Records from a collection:
====================

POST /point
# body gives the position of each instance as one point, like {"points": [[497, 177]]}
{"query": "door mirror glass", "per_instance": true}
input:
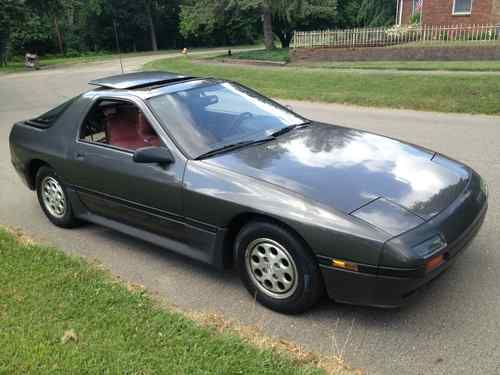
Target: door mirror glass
{"points": [[161, 155]]}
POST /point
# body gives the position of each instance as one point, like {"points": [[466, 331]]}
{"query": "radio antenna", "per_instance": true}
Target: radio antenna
{"points": [[118, 45]]}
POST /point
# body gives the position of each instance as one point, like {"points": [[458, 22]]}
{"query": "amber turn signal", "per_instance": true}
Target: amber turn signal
{"points": [[434, 263], [345, 265]]}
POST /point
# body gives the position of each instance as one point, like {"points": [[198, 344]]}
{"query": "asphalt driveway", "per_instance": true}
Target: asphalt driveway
{"points": [[453, 327]]}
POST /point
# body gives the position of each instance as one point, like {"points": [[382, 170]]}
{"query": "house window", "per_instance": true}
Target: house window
{"points": [[462, 7]]}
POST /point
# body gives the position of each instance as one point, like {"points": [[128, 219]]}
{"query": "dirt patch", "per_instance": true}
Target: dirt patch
{"points": [[490, 52], [255, 336]]}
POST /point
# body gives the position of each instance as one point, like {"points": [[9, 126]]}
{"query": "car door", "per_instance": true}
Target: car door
{"points": [[111, 184]]}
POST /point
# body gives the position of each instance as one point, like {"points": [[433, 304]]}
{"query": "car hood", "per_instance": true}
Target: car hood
{"points": [[347, 169]]}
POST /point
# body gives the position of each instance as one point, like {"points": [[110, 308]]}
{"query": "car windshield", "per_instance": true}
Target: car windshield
{"points": [[214, 116]]}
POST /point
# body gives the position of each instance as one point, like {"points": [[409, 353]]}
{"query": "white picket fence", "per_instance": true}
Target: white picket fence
{"points": [[385, 36]]}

====================

### To be done
Retype each entry precisely. Skip images entirely.

### Answer for the task
POST /point
# body gives the position of each instance as one point, like {"points": [[497, 177]]}
{"query": "door mirror glass", "per_instance": true}
input:
Target: door mirror glass
{"points": [[161, 155]]}
POST /point
# body gives the position of each instance as one point, like {"points": [[466, 331]]}
{"query": "radio antenna", "per_instance": true}
Target: radio antenna
{"points": [[118, 45]]}
POST /point
# body gives the position of each instance as one point, like {"points": [[458, 22]]}
{"query": "amber turn signal", "per_instance": true}
Target: amber turn signal
{"points": [[434, 263], [345, 265]]}
POST /point
# body gives the position of each instance as one point, like {"points": [[198, 344]]}
{"query": "asphalt driveway", "per_instance": true}
Target: asphalt driveway
{"points": [[453, 327]]}
POST /point
# body gives the position of each instance as one point, like {"points": [[382, 170]]}
{"query": "house window", "per_instance": true}
Target: house window
{"points": [[462, 7]]}
POST /point
# body gives the position of each instance as one point, like {"points": [[128, 219]]}
{"query": "dirt patch", "per_instance": true}
Target: dirt patch
{"points": [[490, 52], [255, 336]]}
POST /point
# body gives the position of each instance as one point, like {"points": [[9, 126]]}
{"query": "car door", "per_instance": true}
Target: car door
{"points": [[111, 184]]}
POST /point
# body gives the position of each instance as one point, like {"points": [[433, 304]]}
{"query": "car hood", "per_instance": true}
Target: car hood
{"points": [[347, 169]]}
POST /point
# body gives the position of each instance as one point, like {"points": [[110, 308]]}
{"query": "car windshield", "per_instance": true}
Target: car windshield
{"points": [[214, 116]]}
POST /point
# body gives the position of each instance as one point, like {"points": [[409, 353]]}
{"query": "white picket fence", "per_instance": true}
Target: white picket fence
{"points": [[385, 36]]}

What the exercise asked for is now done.